Write out the records below word for word, from the line that contains "In this picture, where can the planter" through the end of the records, with both of those ends included.

Excerpts from point annotation data
[BEGIN]

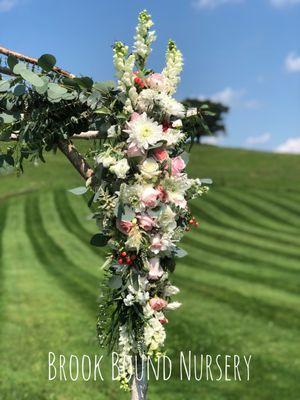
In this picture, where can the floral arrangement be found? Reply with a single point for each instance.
(141, 193)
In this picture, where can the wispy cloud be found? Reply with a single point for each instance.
(210, 4)
(291, 145)
(6, 5)
(284, 3)
(261, 139)
(292, 62)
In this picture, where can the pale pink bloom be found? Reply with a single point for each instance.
(177, 166)
(134, 116)
(145, 222)
(157, 303)
(155, 270)
(157, 82)
(163, 320)
(160, 154)
(162, 194)
(149, 196)
(134, 151)
(124, 226)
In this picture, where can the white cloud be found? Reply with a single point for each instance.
(210, 4)
(6, 5)
(292, 62)
(291, 145)
(284, 3)
(261, 139)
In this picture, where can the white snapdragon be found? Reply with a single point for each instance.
(174, 64)
(173, 306)
(144, 37)
(120, 168)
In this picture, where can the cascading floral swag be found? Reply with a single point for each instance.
(139, 187)
(142, 202)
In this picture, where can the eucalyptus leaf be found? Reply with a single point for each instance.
(47, 62)
(79, 190)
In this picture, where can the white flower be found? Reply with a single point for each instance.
(170, 106)
(145, 100)
(173, 136)
(173, 306)
(174, 65)
(149, 168)
(120, 168)
(166, 219)
(144, 132)
(170, 291)
(177, 123)
(191, 111)
(106, 160)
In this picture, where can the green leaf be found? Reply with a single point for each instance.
(4, 86)
(47, 62)
(84, 82)
(12, 61)
(28, 75)
(79, 190)
(99, 240)
(115, 282)
(19, 90)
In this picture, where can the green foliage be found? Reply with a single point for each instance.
(210, 119)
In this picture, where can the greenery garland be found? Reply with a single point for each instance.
(139, 187)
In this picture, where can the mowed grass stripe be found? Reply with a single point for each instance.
(240, 296)
(252, 209)
(247, 214)
(70, 219)
(212, 214)
(266, 207)
(279, 279)
(78, 283)
(251, 240)
(289, 204)
(240, 253)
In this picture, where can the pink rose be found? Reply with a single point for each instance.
(155, 270)
(134, 116)
(149, 196)
(145, 222)
(162, 194)
(134, 151)
(160, 154)
(157, 82)
(177, 165)
(163, 320)
(157, 303)
(124, 226)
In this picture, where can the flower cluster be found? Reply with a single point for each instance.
(144, 179)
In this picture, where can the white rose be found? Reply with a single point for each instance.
(191, 111)
(120, 168)
(149, 168)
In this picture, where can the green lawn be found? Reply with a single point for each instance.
(239, 284)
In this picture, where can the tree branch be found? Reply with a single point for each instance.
(31, 60)
(76, 159)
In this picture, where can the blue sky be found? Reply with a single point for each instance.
(245, 53)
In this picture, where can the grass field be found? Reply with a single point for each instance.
(239, 284)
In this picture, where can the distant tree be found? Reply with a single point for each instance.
(213, 115)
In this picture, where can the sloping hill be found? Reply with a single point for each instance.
(239, 284)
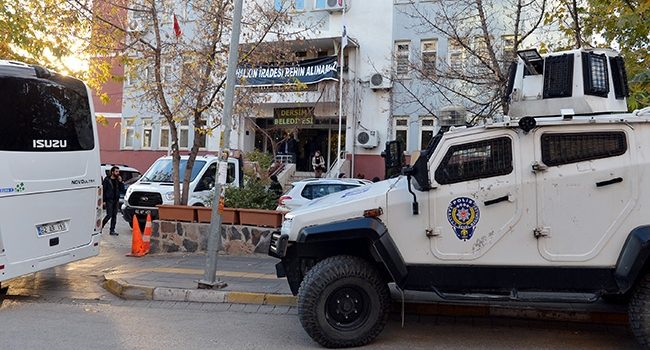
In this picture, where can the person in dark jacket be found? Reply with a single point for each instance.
(112, 187)
(275, 187)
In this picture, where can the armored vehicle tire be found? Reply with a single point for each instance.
(639, 311)
(343, 302)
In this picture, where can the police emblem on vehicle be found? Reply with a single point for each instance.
(463, 215)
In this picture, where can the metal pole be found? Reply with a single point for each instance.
(338, 148)
(214, 238)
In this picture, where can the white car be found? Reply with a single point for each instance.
(304, 191)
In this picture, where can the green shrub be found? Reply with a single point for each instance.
(254, 195)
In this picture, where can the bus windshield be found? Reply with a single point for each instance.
(39, 115)
(161, 170)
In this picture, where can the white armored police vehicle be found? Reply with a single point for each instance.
(550, 204)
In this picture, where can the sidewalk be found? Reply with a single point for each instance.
(252, 280)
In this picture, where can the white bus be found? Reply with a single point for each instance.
(50, 187)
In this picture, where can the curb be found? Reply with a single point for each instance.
(128, 291)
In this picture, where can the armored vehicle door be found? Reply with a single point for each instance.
(586, 187)
(477, 198)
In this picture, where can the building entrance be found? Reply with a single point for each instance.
(322, 136)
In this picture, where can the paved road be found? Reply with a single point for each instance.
(65, 308)
(154, 325)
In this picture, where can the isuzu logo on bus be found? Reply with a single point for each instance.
(50, 143)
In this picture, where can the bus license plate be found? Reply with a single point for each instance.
(52, 228)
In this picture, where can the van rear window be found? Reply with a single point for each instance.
(44, 115)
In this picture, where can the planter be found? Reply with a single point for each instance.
(177, 213)
(229, 216)
(259, 217)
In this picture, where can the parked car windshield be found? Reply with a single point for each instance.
(161, 170)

[END]

_ANSWER TO THIS EXERCISE_.
In this picture, where can the planter be found? Reply with a single point for each instance.
(177, 213)
(229, 216)
(259, 217)
In this picture, where can the parked car windshield be found? Reply with a single point for each instance.
(161, 170)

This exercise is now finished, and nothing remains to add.